**Text:**
Solving equations with $x^x$ on any given side

Question

How would you solve such an equation if it's infeasible to just start trying different $x$ values?

Example: $$x^x = 6.$$

Answer 1

$$x^x=6\implies x\log x=\log 6\implies e^{\log x}\log x=\log 6\implies \log x=W(\log 6)\implies x=e^{W(\log 6)}$$ Where $W(x)$ is the Lambert-W function, defined as the inverse of the function $xe^x$

More generally, you can follow the same process to show that $x^x=c\implies x=e^{W(\log c)}$

Answer 2

As said, the solution is explicit in terms of Lambert function. More generally, any equation which can write $A+Bx+C\log(D+Ex)=0$ as solution in terms of Lambert function.

**Exercise prompt:** In the thread on solving $x^x$ equations, how is the Lambert-W function defined?

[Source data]
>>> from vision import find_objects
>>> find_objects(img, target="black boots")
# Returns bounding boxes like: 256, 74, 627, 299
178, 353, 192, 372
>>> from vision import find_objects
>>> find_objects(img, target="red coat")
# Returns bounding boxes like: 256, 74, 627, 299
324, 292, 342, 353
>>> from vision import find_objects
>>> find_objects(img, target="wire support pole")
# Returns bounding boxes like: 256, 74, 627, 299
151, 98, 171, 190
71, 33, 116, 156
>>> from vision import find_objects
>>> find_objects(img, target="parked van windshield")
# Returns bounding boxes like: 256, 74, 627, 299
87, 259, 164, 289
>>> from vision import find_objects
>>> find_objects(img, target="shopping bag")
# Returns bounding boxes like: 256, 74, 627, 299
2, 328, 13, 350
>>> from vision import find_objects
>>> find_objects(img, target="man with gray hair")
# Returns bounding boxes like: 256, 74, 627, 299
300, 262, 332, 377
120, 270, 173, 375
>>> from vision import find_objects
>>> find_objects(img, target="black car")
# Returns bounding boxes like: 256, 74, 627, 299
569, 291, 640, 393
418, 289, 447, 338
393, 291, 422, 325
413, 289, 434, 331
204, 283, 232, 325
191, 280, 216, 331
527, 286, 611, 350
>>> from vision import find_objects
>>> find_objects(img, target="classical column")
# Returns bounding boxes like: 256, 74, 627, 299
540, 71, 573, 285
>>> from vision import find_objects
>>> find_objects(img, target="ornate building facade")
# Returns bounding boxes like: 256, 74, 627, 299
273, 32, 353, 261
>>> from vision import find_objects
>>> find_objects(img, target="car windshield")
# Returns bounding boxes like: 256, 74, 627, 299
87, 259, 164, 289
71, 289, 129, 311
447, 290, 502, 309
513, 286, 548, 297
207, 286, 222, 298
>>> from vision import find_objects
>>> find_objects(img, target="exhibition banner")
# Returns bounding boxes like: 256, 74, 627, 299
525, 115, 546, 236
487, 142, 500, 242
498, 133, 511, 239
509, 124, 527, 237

---

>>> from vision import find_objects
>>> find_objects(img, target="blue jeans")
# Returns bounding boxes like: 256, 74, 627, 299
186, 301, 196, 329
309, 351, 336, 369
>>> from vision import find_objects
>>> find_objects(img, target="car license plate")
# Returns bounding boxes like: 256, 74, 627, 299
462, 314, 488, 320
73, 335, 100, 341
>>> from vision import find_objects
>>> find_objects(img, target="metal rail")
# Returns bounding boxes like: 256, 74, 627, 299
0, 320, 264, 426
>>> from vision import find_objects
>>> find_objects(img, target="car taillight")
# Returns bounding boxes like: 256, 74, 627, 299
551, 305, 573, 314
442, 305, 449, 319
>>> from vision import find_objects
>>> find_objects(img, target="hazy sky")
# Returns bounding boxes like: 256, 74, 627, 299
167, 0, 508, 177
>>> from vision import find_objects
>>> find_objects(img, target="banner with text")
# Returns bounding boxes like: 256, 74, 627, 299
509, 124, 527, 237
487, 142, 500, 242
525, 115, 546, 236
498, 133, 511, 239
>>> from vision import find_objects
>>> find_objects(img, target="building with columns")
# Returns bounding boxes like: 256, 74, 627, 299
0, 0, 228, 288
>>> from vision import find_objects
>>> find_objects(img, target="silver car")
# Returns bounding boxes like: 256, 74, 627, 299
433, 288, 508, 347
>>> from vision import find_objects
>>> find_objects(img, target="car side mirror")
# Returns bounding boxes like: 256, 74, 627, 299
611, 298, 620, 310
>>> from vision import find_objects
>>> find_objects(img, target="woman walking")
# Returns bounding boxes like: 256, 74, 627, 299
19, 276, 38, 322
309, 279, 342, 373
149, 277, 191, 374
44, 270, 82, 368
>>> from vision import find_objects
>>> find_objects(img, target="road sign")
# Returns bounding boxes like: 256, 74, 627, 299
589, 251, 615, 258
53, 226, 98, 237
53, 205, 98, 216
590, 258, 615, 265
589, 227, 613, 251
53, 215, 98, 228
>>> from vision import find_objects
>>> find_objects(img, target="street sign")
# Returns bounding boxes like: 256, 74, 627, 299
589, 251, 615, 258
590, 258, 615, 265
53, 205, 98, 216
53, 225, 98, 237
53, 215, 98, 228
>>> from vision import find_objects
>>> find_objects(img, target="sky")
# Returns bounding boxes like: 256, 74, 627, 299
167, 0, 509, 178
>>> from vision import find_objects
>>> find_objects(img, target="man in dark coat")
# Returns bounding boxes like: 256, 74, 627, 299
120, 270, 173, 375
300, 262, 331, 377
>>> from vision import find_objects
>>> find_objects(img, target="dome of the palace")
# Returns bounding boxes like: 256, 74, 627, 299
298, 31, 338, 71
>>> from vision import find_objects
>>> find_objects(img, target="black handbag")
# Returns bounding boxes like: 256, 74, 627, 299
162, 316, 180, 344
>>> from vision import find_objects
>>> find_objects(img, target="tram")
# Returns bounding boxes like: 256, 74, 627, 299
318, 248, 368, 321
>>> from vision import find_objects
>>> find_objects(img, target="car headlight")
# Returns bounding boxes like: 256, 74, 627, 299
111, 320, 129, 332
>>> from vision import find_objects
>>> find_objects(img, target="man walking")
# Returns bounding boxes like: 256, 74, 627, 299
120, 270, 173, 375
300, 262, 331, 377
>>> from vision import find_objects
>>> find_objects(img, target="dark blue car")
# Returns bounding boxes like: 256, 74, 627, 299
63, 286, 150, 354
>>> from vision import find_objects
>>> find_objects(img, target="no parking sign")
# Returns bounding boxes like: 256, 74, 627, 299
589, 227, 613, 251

---

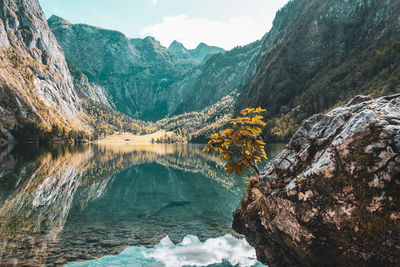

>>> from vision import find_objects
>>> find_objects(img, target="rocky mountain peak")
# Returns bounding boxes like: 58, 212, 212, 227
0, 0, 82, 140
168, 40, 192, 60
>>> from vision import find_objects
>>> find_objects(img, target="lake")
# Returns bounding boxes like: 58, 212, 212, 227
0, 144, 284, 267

**Worked solution:** It is the inverse of the function $xe^x$.